━━━━━ Supplied records
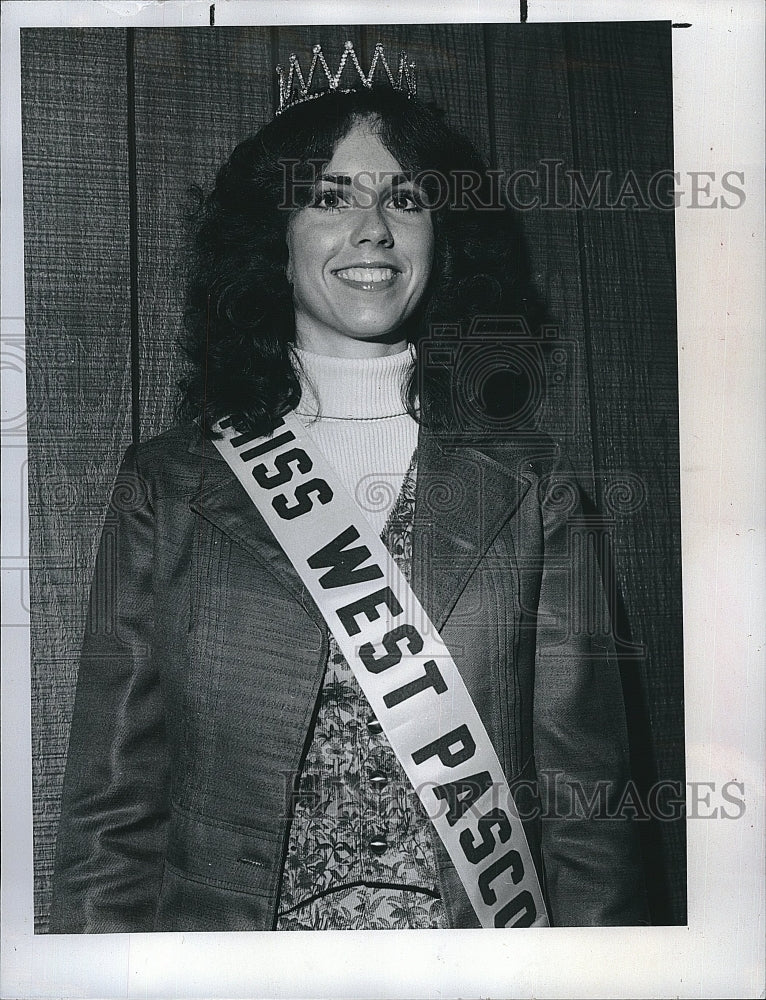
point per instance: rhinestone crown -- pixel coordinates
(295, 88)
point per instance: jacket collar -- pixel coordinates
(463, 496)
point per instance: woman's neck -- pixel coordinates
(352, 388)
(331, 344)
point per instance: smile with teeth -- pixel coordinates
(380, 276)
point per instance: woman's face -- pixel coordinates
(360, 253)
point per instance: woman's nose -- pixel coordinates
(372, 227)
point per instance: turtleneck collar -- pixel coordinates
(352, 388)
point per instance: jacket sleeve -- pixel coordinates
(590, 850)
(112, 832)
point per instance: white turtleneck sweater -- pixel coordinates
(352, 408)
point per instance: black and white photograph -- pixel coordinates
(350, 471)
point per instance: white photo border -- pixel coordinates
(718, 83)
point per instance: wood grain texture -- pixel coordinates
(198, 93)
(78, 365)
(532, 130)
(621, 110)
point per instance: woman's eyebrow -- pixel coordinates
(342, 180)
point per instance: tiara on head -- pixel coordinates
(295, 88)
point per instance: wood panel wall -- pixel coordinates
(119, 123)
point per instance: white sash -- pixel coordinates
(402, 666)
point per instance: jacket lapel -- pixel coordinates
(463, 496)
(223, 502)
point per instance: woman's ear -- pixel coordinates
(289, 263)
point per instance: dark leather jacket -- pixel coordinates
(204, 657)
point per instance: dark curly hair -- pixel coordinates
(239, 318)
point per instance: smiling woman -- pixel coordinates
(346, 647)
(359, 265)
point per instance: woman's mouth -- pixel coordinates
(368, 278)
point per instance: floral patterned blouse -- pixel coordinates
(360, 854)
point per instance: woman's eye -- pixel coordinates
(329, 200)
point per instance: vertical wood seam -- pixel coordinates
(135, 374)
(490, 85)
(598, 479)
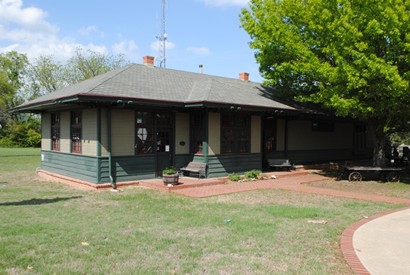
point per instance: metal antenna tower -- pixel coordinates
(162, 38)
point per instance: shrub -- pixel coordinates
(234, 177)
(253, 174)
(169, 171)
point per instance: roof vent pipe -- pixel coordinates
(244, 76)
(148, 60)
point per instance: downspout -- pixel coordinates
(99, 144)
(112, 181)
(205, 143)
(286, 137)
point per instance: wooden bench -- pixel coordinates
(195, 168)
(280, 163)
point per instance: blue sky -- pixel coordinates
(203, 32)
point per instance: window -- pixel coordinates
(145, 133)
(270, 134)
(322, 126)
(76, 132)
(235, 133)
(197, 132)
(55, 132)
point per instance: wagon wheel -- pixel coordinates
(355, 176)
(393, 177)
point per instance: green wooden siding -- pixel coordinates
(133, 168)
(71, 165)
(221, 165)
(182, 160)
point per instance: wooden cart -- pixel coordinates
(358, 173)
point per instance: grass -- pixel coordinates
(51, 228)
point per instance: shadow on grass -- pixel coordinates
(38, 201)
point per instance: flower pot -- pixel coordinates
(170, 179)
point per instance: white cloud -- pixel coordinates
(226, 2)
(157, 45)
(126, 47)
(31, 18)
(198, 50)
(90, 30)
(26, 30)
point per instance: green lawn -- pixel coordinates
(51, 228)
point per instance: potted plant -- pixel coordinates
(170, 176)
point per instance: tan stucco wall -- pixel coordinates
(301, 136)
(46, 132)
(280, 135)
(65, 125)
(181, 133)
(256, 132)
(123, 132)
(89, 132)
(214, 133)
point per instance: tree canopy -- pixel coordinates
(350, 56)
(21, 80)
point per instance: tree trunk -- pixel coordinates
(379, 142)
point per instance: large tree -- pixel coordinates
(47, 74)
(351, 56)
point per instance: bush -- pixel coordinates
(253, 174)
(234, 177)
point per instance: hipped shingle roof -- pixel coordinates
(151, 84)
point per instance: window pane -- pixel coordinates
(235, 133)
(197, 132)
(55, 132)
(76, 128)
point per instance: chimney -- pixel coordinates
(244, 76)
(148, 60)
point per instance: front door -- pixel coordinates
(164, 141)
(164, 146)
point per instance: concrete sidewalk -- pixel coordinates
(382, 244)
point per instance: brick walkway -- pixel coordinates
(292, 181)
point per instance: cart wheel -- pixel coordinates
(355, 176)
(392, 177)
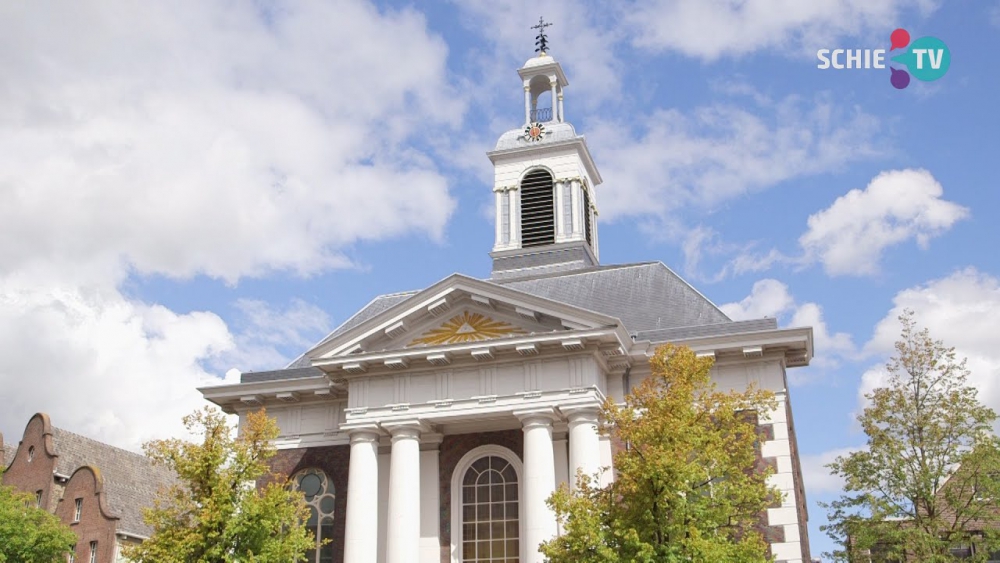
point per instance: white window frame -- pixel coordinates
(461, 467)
━━━━━━━━━━
▶ **To be done**
The pictures should not be reproduced; quote all of the other material exactly.

▶ **Expected output**
point per instance: rhinestone crown -- pixel coordinates
(295, 88)
point per instance: jacket collar -- pixel coordinates
(463, 496)
point per instance: woman's neck -- pixel coordinates
(352, 388)
(331, 344)
point per instance: smile with teeth -- pixel coordinates
(380, 276)
point per instance: woman's face -- pixel coordinates
(360, 253)
point per instance: woman's nose -- pixel coordinates
(372, 227)
point per instance: turtleneck collar -- pixel coordinates
(352, 388)
point per instance: jacket sleeve -- pixel coordinates
(590, 850)
(112, 832)
point per instance: white turtleneck sweater -- pixel coordinates
(352, 408)
point per instance: black and white photograph -- pixel coordinates
(350, 471)
point per instance: white photo border -- pixel coordinates
(718, 83)
point per instance: wood grain texture -- pixel coordinates
(198, 93)
(78, 365)
(532, 130)
(621, 110)
point per instance: woman's eyebrow -- pixel coordinates
(342, 180)
point per instance: tiara on head -- pixel coordinates
(295, 88)
point per instance: wood panel wall -- pixel coordinates
(119, 123)
point per instance: white sash -- pixel coordinates
(402, 666)
point per instance: jacket lapel -- pixel coordinates
(463, 496)
(223, 502)
point per instance: woman's ear -- pixel coordinates
(289, 263)
point per instance: dark leather jacket -- pixel coordinates
(204, 657)
point per instance: dark curly hair -- pixel coordinates
(239, 318)
point per instance: smiling woman -- pixel coordinates
(346, 647)
(359, 265)
point per instance: woman's mouth -- pixel coordinates
(368, 278)
point per instance: floral patterned blouse -- pixel coordinates
(360, 854)
point per instance: woman's eye -- pixel coordinates
(329, 200)
point per instance: vertical wood seam -- pixel coordinates
(135, 374)
(490, 85)
(598, 479)
point per instance: metal antenna tower -- pixel coordinates
(162, 38)
point per instance: shrub -- pixel coordinates
(234, 177)
(253, 174)
(169, 171)
point per instance: roof vent pipe -- pixel coordinates
(244, 76)
(148, 60)
point per instance: downspout -- pixel coordinates
(99, 144)
(112, 181)
(205, 143)
(286, 137)
point per instance: wooden bench -- pixel coordinates
(195, 168)
(280, 163)
point per instance: blue sky -- pixel coordinates
(203, 32)
point per instance: window -- pixel coordinates
(145, 133)
(270, 134)
(322, 126)
(76, 132)
(235, 133)
(197, 132)
(55, 132)
point per instance: wagon wheel -- pixel coordinates
(355, 176)
(393, 177)
point per instance: green wooden siding -- pixel coordinates
(133, 168)
(71, 165)
(221, 165)
(182, 160)
point per instance: wooden cart -- pixel coordinates
(358, 173)
point per instance: grass -- pixel coordinates
(51, 228)
point per instance: shadow on grass -- pixel coordinates
(38, 201)
point per instance: flower pot -- pixel coordinates
(170, 179)
point per instance: white cloud -- pixel coordinates
(226, 2)
(157, 45)
(126, 47)
(31, 18)
(198, 50)
(90, 30)
(26, 30)
point per instance: green lawn -- pixel coordinates
(51, 228)
point per instance: potted plant -- pixel coordinates
(170, 176)
point per instance: tan stucco wall -- pixel coordinates
(301, 136)
(46, 132)
(280, 135)
(65, 125)
(181, 133)
(256, 132)
(123, 132)
(89, 132)
(214, 133)
point per instance: tree canopy -- pixel coordinates
(350, 56)
(21, 80)
point per instance: tree trunk -- pixel coordinates
(379, 142)
point per instance: large tree -- pixel coordinates
(47, 74)
(351, 56)
point per instance: bush -- pixel coordinates
(253, 174)
(234, 177)
point per instance: hipped shingle roof -- pixel coordinates
(151, 84)
point per instance: window pane -- pixel coordinates
(235, 133)
(197, 132)
(55, 132)
(76, 128)
point per instance: chimney -- pixel coordinates
(244, 76)
(148, 60)
point per instance: front door -- pixel coordinates
(164, 141)
(164, 146)
point per instance: concrete sidewalk -- pixel coordinates
(382, 244)
point per instance: brick walkway -- pixel coordinates
(292, 181)
point per instance: cart wheel -- pixel coordinates
(355, 176)
(392, 177)
point per instance: white window frame -- pixel coordinates
(461, 467)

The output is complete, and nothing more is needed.